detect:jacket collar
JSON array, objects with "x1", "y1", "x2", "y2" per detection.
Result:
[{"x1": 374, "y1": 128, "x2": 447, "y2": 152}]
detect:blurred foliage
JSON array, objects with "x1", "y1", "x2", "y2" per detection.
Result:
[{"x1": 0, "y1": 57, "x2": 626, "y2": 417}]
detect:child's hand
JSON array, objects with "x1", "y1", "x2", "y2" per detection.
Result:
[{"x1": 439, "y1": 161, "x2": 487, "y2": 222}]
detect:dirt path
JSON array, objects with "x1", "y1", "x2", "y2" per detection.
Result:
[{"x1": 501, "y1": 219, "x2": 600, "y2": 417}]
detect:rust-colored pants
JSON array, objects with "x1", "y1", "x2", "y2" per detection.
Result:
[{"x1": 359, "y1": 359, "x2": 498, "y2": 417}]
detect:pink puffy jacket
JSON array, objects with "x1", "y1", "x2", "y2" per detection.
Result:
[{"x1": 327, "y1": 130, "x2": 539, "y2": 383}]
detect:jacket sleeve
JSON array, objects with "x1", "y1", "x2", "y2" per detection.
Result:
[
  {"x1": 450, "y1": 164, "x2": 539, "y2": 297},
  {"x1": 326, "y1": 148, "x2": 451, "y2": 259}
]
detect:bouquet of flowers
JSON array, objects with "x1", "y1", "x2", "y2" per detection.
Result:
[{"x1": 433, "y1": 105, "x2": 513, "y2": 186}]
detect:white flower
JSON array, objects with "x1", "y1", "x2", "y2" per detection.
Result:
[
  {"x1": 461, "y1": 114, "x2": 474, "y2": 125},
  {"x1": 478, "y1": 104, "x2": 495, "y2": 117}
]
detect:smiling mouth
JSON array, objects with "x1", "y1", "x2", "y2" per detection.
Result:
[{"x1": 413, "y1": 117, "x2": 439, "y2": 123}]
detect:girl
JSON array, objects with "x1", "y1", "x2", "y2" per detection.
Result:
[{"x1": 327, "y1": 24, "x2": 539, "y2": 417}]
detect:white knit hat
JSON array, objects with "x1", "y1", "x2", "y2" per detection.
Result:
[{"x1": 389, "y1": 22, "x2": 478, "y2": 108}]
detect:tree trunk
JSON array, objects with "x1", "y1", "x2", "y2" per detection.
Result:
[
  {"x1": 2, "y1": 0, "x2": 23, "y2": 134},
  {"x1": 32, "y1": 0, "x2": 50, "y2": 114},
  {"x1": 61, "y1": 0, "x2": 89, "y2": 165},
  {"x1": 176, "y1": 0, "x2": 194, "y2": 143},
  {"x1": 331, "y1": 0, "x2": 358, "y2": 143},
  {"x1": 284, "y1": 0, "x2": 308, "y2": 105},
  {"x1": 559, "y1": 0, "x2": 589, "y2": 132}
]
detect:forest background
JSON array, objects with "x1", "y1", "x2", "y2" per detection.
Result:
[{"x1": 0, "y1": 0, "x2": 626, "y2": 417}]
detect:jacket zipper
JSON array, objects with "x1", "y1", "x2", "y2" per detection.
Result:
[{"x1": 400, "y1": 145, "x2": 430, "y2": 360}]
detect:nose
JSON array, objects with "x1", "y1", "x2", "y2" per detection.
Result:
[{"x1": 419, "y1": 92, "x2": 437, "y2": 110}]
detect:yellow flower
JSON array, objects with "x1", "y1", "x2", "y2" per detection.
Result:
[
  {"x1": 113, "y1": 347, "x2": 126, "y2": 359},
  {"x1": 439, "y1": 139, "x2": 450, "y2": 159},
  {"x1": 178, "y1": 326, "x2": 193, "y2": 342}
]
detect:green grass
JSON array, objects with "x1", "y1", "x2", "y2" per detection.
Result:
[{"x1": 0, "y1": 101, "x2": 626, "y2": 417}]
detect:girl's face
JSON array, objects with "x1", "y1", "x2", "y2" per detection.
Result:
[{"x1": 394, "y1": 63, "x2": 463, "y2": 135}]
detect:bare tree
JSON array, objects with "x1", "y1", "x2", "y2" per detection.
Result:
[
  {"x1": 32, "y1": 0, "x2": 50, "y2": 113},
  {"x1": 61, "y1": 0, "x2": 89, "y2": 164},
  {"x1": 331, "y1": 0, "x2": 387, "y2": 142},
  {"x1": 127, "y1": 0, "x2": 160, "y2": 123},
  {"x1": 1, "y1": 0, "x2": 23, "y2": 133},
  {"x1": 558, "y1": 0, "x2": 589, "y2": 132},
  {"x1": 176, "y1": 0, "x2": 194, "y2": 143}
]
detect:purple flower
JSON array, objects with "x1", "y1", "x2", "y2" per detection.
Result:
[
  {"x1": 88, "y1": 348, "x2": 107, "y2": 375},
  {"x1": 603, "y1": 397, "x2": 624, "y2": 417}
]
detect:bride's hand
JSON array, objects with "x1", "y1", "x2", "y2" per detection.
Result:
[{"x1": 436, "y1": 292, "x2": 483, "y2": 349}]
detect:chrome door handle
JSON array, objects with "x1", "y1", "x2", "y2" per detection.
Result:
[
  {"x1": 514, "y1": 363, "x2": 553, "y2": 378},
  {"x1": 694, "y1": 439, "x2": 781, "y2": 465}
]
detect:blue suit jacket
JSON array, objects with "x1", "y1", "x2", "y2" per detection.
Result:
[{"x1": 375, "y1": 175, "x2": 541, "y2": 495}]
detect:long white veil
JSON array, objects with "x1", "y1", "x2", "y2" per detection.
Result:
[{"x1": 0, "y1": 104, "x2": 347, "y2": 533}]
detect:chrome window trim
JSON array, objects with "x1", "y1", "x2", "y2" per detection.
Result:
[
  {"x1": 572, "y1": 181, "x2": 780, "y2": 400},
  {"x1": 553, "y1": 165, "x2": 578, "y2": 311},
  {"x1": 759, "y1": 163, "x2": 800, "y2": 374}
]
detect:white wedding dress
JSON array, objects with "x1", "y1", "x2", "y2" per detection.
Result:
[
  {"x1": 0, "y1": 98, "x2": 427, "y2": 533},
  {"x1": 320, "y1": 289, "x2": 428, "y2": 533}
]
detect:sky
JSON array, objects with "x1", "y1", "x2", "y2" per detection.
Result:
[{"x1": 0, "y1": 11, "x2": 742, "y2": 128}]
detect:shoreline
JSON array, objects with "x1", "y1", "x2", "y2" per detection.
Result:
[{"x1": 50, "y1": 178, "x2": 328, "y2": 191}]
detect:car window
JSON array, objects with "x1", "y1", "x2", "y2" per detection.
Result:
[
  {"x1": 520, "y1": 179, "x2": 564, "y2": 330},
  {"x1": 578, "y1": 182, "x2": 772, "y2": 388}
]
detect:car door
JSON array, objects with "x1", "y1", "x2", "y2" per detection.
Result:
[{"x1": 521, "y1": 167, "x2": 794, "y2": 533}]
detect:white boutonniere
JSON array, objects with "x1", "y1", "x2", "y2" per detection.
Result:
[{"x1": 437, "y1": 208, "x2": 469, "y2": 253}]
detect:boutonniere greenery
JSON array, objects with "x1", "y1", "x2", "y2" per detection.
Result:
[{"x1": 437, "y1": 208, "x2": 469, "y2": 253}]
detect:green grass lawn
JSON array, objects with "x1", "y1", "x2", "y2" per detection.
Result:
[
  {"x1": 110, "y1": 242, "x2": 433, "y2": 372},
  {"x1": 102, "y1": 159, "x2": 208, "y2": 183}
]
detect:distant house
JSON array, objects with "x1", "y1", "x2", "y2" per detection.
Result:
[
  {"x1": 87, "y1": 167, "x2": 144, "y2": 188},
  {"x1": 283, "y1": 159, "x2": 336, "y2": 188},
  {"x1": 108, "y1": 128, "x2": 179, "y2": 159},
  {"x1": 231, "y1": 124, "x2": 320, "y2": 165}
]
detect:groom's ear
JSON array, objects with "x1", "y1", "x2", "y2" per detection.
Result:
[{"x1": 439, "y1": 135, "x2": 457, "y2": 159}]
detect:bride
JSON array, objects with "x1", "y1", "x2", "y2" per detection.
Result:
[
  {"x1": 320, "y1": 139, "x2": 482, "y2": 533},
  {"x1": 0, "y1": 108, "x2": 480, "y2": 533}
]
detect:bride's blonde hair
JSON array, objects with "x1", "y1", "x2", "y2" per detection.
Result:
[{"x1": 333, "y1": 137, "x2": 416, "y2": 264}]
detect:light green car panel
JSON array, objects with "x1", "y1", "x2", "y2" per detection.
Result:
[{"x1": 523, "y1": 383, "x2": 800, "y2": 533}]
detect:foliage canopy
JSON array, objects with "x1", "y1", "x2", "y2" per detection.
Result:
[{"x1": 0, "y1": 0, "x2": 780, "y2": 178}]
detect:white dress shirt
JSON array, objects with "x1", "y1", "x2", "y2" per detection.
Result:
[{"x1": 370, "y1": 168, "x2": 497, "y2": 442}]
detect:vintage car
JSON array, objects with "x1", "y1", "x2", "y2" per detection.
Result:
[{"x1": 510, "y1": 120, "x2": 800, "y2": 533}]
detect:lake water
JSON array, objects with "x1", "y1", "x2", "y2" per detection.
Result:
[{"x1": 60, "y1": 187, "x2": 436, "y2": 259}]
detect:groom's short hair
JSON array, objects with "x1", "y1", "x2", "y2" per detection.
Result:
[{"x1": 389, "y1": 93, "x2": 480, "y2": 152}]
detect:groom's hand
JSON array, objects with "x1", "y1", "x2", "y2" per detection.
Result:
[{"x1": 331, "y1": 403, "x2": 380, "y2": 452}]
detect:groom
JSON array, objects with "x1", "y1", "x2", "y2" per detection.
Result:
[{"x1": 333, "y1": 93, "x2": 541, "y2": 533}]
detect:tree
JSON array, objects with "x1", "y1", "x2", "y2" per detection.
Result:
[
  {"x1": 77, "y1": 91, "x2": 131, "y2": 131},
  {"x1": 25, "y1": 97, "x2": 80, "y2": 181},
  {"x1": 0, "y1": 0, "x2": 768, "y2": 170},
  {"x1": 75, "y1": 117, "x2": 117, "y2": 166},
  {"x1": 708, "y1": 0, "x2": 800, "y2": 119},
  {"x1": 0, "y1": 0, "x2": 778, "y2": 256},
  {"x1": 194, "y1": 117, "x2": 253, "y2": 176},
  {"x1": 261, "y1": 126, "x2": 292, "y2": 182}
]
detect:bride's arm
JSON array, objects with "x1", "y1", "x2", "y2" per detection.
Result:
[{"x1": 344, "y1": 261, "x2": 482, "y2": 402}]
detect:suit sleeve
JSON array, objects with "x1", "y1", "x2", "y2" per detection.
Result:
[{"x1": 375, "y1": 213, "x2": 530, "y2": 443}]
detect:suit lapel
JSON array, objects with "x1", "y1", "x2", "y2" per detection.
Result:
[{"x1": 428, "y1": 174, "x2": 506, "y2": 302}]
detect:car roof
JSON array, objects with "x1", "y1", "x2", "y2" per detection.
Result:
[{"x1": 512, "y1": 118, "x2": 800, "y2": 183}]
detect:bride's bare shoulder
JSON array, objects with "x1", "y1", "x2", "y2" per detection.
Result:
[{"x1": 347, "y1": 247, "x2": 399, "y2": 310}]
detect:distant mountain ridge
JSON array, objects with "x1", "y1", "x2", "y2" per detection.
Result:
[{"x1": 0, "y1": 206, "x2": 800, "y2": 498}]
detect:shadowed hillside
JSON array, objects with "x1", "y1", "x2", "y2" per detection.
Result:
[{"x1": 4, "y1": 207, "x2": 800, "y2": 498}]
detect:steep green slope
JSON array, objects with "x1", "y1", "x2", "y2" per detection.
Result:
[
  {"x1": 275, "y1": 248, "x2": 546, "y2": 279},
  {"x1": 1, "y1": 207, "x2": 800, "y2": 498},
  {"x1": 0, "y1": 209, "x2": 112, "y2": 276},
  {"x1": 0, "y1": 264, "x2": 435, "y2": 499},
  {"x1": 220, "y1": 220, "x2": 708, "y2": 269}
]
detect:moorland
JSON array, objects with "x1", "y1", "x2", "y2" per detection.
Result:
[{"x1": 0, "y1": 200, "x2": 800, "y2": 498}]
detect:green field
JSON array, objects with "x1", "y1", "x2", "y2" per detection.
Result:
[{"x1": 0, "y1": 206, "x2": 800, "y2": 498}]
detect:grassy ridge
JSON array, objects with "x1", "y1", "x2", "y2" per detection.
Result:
+ + +
__JOB__
Repeat exactly the lines from the line containing "detect:moorland" through the last line of the records above, including both, and nothing else.

__RESULT OF THE TASK__
detect:moorland
JSON array, objects with "x1", "y1", "x2", "y2" per detection.
Result:
[{"x1": 0, "y1": 200, "x2": 800, "y2": 498}]
detect:green field
JSON array, objects with "x1", "y1", "x2", "y2" per detection.
Result:
[{"x1": 0, "y1": 206, "x2": 800, "y2": 498}]
detect:grassy ridge
JSON array, objects with "x1", "y1", "x2", "y2" per detection.
Result:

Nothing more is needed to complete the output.